→ **TEXT PASSAGE**
__________________________________________________
Thursday, May 2, 2019

8:30 a.m.–3 p.m.

Highline’s main campus

Summit Theme: p̕uləb (RISE in Lushootseed): Re-Indigenized Spaces for Lifelong Success

The Native Student Success Summit is designed to inspire and empower high school* and college students to be successful in higher education and beyond. Registration is required.

During the free summit, participants will

  • Find encouragement and support with tools and resources for Native student success and leadership development.
  • Gain an increased awareness of ways to identify, articulate and work toward actionable goals for personal and communal success in culturally rooted ways.
  • Make meaningful connections and gain a deeper sense of community with other Native student leaders in Western Washington.

View the full program agenda below.

The summit for American Indian and Alaska Native students is the result of a partnership between Highline Public Schools and Highline College.

Participating as presenters and organizers are Native educators, professionals and community leaders from the school districts of Auburn, Federal Way, Kent, Renton and Seattle; Green River College; and Seattle Indian Health Board.

Sara Marie Ortiz

Sara Marie Ortiz

Sara Marie Ortiz and Dr. Tanya Powers are the founders and lead organizers of the summit, now in its third year.

Ortiz is a member of Pueblo of Acoma, a tribal community in New Mexico, and manages Highline Public Schools’ Native Education Program.

“There’s nothing quite like the Native Student Success Summit. We’ve worked hard to create an opportunity that isn’t just about college or career access and success for Native students alone,” said Ortiz.

“We see it as an expansive, immersive, challenging, intergenerational learning opportunity; a chance to connect with each other, ask tough questions, challenge norms, have critical conversations and feel truly supported at the summit and far beyond by a powerful network of Native scholars, professionals, artists, advocates and visionary Native change-makers. This has never been more urgently needed in these very complex times.”

 Tanya Powers

Tanya Powers

Powers is mixed heritage St. Lawrence Island Yupik/Siberian Yupik and Irish and is the director of Workforce and Baccalaureate Education at Highline College.

“This is our fourth annual Native Student Success Summit and we are pleased to have this event where we can nurture culture, identity and community,” said Powers, who recently defended her dissertation — “Giving Back, a Retention Influence of Urban American Indian and Alaska Native Women Community College Students” — at Seattle University, completing her doctorate in educational leadership.

According to Powers, the two were inspired by other successful Highline College events for students of color, such as the Black and Brown Male Summit, the Y.E.L.L. Female Summit and the Latinx Summit. Approximately 100 students are expected to attend.

Questions?

Dr. Tanya Powers: tpowers@highline.edu or (206) 592-3662
Sara Marie Ortiz: sara.ortiz@highlineschools.org or (206) 631-3162

*For high school students, lunch will be provided and local transportation assistance is available. Call for details. High school student should download and have a parent sign the photo release form and bring it to the summit.
__________________________________________________
→ **DATASET EXTRACT**
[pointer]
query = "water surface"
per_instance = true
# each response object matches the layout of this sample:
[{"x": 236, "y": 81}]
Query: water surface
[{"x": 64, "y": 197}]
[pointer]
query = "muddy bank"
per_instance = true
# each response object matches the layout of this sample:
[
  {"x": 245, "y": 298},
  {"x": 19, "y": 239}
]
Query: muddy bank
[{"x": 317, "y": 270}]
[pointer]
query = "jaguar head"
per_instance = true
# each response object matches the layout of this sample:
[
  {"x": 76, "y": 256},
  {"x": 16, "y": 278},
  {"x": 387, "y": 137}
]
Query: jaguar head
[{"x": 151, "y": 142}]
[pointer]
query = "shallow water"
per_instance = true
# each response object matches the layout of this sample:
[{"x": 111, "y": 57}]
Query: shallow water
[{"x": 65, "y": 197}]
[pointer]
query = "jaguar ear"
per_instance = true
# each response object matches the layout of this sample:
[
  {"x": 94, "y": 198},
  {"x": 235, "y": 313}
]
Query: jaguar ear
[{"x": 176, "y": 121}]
__________________________________________________
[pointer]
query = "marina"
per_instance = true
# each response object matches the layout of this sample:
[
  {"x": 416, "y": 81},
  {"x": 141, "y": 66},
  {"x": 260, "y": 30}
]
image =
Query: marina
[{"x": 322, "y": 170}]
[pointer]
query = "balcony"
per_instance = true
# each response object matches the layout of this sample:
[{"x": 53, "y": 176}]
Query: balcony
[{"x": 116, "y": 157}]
__________________________________________________
→ **PROBLEMS TO WORK ON**
1) Extract every line of the entries that contains the string "jaguar", treating uppercase and lowercase as different.
2) Write what follows the last sentence of the passage about the Native Student Success Summit.

→ **TASK RESPONSES**
1)
query = "jaguar head"
Query: jaguar head
query = "jaguar ear"
Query: jaguar ear

2)
Registration


Agenda

8:30–8:50 a.m.: Registration
Location: Building 7

8:50–9:05 a.m.: Welcome (Highline College, AANAPISI) & Community Builder
Location: Building 7

9:05–9:50 a.m.: Morning Keynote: Hillel Echohawk
Location: Building 7

9:50–10:00 a.m.: Break

10:00–11:00 a.m.: Breakout Sessions

Session A: Tribal Language Revitalization/Power of Native Languages
Location: Building 8, Mt. Skokomish
Session B: Youth Focused Mental Health
Location: Building 7
Session C: College Access/Preparedness/Scholarships & Native Student Experience
Location: Building 2

11:00–11:35 a.m.: Lunch/Student Networking
Location: Building 2 and 7

11:35–11:50 a.m.: Physical Movement/Community Builder – health & wellness
Location: Building 2 and 7

11:50 a.m.–12:50 p.m.: Breakout Sessions

Session A: yəhaw̓: Native Artists Rock the World
“The Creator has left the sky too low. We are going to have to do something about it, and how can we do that when we do not have a common language? …We can all learn one word, that is all we need. That word is yəhaw̓ – that means to proceed, to go forward, to do it.”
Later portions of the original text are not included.